EXTRACTED MATERIAL:

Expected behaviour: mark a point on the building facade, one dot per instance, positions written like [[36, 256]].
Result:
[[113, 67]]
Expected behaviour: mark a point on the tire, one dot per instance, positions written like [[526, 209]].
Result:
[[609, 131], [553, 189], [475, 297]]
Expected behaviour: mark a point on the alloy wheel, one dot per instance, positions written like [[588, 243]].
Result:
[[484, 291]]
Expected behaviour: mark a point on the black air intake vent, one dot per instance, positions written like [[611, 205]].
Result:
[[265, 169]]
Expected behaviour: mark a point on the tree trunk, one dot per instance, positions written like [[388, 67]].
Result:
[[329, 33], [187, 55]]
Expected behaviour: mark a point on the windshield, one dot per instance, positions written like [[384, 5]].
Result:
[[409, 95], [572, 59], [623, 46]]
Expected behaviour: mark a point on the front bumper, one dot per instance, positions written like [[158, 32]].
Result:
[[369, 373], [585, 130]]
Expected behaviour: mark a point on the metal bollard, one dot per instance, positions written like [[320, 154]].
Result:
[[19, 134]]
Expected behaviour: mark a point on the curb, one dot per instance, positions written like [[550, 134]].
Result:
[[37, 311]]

GOAL:
Update the entries from the line containing "Expected behaviour: mark a point on the alloy" through the line containing "[[265, 169]]", inclusive, by replacing "alloy wheel" with "steel rim" and leaving everything else unchanged. Write out only those lines.

WRITTEN RESPONSE:
Expected behaviour: mark a point on the steel rim, one dot per instance, positions written like [[588, 243]].
Result:
[[484, 291]]
Expected behaviour: mark a point on the black air intake vent, one dot per instance, positions written like [[611, 205]].
Result:
[[265, 169]]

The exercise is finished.